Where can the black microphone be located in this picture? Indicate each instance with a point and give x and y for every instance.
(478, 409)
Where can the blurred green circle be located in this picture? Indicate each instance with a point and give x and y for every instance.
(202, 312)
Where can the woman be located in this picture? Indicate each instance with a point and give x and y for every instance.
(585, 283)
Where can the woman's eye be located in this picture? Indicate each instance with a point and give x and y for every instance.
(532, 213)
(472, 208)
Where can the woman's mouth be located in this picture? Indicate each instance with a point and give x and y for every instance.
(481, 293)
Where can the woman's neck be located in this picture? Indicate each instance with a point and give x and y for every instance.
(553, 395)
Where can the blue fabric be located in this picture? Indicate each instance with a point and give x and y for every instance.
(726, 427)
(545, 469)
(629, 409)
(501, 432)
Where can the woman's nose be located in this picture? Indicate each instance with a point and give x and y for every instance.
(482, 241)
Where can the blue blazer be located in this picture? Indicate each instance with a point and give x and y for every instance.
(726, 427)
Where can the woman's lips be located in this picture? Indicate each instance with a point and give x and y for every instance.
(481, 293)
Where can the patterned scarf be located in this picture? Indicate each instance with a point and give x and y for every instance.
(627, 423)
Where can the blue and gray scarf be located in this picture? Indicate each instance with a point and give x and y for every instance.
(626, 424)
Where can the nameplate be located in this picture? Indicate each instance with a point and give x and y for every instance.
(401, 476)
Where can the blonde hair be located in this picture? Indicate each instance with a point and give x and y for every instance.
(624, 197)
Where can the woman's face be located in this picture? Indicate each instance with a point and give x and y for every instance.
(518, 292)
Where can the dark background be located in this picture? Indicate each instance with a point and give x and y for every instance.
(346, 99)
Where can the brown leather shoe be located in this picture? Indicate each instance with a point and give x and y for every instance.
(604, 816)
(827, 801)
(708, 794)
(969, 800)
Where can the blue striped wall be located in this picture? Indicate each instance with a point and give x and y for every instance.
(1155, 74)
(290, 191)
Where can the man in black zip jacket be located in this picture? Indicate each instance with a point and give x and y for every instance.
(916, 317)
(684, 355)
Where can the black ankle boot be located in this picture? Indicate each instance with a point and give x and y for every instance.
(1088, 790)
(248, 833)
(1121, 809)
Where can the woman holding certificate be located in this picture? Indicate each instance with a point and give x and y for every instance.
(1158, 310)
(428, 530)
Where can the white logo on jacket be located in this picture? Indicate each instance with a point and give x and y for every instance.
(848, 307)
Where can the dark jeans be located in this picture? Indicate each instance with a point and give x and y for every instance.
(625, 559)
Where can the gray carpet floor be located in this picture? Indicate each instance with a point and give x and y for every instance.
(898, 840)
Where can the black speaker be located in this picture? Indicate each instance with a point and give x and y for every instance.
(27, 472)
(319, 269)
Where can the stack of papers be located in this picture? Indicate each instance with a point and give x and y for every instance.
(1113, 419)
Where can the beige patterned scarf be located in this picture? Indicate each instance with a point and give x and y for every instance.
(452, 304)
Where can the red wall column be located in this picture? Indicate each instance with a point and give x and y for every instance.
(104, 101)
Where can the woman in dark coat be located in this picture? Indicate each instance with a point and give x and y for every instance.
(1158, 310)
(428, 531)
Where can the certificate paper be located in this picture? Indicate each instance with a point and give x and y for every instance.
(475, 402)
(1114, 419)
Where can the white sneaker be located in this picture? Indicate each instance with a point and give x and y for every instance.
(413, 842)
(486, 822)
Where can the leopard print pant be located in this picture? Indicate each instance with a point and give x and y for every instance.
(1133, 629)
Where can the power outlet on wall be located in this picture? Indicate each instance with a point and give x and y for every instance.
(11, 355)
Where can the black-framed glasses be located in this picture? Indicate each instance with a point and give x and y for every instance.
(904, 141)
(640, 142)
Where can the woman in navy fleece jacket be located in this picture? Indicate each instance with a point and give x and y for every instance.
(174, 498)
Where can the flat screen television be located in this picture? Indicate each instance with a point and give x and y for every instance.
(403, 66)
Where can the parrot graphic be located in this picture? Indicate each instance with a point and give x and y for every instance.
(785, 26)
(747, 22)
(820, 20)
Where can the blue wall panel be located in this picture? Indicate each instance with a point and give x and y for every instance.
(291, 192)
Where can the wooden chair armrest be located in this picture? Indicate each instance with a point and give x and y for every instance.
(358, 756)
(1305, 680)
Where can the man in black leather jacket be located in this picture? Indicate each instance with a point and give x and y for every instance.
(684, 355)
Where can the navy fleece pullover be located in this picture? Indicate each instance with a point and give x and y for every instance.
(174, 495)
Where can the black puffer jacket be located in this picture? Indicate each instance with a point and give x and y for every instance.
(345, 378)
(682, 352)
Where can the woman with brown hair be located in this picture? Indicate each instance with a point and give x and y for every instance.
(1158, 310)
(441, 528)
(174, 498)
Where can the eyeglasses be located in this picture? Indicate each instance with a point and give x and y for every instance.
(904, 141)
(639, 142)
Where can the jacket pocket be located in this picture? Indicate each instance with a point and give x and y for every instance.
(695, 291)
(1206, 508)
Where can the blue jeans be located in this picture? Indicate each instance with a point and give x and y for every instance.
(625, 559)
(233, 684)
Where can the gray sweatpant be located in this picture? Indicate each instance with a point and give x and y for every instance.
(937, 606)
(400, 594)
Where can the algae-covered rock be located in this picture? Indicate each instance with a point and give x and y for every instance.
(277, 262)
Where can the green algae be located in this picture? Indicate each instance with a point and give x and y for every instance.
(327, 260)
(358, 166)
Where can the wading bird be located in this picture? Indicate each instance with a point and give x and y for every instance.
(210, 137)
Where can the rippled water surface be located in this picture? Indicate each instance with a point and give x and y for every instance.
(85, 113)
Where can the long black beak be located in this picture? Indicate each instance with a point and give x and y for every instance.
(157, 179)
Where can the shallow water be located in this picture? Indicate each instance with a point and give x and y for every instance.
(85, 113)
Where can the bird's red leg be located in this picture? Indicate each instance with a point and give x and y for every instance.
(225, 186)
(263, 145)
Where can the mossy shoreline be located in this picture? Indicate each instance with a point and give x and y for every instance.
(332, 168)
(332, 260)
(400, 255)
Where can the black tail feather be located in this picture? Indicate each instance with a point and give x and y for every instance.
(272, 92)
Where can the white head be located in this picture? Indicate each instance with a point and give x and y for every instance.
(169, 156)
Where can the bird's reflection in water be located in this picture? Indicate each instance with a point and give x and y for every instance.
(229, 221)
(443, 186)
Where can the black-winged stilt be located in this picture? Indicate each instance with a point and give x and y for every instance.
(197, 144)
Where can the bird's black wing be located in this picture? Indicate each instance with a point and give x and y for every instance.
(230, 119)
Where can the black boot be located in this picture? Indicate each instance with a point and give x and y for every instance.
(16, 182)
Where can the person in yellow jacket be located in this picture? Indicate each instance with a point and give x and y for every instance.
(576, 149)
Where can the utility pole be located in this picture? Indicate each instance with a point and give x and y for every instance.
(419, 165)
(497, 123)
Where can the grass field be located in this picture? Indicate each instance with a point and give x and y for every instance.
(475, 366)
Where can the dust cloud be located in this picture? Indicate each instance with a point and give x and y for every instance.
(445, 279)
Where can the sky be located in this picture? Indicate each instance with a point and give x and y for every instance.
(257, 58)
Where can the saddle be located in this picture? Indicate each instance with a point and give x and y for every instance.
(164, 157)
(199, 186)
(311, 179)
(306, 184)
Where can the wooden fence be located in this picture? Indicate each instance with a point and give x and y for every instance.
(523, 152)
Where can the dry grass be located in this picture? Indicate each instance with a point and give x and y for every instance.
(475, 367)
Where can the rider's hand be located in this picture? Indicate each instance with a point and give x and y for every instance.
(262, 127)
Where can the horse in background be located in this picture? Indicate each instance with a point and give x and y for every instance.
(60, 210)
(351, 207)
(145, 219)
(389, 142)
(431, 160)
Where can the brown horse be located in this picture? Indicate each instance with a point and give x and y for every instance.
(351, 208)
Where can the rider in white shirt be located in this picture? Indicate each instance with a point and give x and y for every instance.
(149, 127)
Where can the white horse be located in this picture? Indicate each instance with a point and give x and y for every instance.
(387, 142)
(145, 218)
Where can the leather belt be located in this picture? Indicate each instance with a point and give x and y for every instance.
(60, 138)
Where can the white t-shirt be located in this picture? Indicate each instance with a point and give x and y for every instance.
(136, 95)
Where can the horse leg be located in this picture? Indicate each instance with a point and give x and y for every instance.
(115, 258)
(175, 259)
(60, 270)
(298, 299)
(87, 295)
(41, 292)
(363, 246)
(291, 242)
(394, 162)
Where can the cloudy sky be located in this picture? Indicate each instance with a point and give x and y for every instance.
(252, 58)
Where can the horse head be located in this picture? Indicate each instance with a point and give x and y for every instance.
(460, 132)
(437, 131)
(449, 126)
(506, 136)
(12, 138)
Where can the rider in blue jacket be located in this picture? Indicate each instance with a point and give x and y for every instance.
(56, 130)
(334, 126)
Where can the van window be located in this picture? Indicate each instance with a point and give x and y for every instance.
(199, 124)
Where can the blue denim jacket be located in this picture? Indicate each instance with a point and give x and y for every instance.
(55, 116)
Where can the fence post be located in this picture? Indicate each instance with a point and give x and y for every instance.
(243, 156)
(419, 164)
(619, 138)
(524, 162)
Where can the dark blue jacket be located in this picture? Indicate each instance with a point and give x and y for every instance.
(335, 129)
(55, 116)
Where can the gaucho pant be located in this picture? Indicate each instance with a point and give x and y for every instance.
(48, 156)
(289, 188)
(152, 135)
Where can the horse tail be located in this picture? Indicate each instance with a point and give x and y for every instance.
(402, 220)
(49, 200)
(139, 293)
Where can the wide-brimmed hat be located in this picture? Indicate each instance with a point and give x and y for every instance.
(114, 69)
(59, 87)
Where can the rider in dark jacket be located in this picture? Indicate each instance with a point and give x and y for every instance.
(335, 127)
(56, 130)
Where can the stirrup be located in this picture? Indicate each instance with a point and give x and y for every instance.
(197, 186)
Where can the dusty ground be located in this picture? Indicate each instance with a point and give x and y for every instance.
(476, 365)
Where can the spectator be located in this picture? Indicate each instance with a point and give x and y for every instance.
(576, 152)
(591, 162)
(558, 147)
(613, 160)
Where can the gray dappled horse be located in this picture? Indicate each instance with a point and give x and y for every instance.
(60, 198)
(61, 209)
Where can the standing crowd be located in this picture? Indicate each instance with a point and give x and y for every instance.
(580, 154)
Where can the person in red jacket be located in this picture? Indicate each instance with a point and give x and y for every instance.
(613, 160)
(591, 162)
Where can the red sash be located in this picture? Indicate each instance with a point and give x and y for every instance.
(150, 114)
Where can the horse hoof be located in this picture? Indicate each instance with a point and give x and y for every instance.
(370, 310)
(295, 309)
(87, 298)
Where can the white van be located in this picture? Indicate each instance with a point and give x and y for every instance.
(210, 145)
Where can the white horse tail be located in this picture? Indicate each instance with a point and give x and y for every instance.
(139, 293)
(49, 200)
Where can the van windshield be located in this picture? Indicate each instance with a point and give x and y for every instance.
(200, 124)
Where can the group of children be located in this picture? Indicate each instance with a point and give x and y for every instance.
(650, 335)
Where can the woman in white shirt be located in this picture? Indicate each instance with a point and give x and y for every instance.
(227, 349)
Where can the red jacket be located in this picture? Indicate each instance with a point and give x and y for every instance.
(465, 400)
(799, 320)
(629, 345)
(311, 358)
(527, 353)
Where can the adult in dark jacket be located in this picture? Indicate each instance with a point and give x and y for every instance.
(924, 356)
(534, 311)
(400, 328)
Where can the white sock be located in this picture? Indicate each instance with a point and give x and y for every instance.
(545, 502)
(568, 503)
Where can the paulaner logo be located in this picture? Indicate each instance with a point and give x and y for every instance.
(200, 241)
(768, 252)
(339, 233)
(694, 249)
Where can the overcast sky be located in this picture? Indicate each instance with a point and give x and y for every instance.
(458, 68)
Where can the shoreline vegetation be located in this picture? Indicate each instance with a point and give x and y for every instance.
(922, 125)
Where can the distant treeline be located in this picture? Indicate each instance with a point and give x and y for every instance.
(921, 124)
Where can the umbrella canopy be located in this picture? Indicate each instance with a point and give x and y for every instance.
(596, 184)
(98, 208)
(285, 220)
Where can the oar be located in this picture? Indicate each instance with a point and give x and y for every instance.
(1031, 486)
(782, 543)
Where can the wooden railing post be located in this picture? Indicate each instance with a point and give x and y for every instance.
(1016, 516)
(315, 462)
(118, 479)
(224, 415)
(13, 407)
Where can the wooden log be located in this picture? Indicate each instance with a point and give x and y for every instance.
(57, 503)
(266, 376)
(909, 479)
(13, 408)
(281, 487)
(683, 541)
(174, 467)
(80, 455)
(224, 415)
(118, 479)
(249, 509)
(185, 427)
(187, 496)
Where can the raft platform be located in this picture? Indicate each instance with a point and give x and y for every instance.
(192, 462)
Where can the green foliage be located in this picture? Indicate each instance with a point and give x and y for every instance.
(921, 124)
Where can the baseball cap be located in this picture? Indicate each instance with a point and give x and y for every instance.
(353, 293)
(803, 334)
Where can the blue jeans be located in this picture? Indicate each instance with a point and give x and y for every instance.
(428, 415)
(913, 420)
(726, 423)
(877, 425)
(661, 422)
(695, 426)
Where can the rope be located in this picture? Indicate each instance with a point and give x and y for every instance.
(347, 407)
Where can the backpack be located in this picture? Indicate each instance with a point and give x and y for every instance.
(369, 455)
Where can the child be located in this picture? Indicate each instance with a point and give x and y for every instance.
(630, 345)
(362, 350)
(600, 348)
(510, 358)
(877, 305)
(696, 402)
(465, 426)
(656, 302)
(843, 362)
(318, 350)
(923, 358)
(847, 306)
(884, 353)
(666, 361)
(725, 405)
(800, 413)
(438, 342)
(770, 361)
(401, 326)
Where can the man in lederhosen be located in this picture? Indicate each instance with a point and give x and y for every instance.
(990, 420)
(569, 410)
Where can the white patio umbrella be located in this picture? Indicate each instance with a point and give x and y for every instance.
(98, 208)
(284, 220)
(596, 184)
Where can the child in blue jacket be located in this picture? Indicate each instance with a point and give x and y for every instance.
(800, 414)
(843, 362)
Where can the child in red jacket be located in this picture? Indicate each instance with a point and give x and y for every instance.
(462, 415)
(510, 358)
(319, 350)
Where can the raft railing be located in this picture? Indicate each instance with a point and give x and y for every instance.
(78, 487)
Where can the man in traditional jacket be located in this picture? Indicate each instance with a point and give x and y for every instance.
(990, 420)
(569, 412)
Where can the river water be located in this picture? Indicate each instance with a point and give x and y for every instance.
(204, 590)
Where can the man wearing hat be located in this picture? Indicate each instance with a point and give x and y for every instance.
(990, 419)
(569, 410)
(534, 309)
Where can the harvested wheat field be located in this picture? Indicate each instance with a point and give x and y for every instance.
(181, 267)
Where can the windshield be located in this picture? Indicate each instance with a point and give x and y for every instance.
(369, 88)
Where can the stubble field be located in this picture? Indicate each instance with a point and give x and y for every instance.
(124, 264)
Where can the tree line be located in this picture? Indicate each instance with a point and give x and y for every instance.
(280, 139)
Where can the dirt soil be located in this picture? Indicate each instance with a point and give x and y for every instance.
▬▬▬▬▬▬
**GIVEN REQUEST**. Output only the lines running from the line with "Where can the child be" through the final line of the data, inclusive.

**SOLUTION**.
Where can the child be located in this picture? Indicate each instance with a point and give x and y for every instance.
(630, 345)
(362, 350)
(600, 348)
(510, 358)
(877, 305)
(696, 402)
(465, 426)
(656, 302)
(843, 362)
(318, 350)
(923, 358)
(847, 306)
(884, 353)
(666, 361)
(725, 405)
(800, 413)
(438, 342)
(770, 361)
(401, 326)
Where can the man in lederhosen be located in this picture? Indicate each instance with a point and give x and y for every instance.
(990, 420)
(569, 410)
Where can the white patio umbrella be located in this picture? Indicate each instance with a point and give x and y for every instance.
(98, 208)
(284, 220)
(596, 184)
Where can the child in blue jacket be located in this picture? Indicate each instance with a point and give x and y for every instance.
(800, 414)
(843, 362)
Where can the child in red jacket be located in this picture? Indicate each instance with a point and give x and y for every instance.
(462, 415)
(510, 358)
(319, 350)
Where can the raft railing be located in this picture? Indicate each instance with a point and give x and y for every instance.
(78, 487)
Where can the man in traditional jacket be located in this picture? Indicate each instance with a point and give x and y for every instance.
(990, 420)
(569, 412)
Where can the river water be located in this picture? Indicate each instance with a point and give x and y for every instance.
(204, 590)
Where can the man wearing hat be located in this picture? Indicate each instance with a point and give x and y for every instance.
(990, 419)
(569, 410)
(534, 309)
Where can the harvested wheat field be located in this picture? Indicate each instance with a point and give x and y for every instance.
(181, 267)
Where can the windshield be located in this picture? Indicate each instance with a point and give x and y for every instance.
(369, 88)
Where can the stubble field be located in this picture? Indicate each instance with a point and give x and y for every instance.
(124, 264)
Where can the tree line be located in this picture? Indicate each instance with a point and give x and y for every instance.
(280, 139)
Where can the dirt soil be located in this picture? Indicate each instance with a point and give x and y for every instance.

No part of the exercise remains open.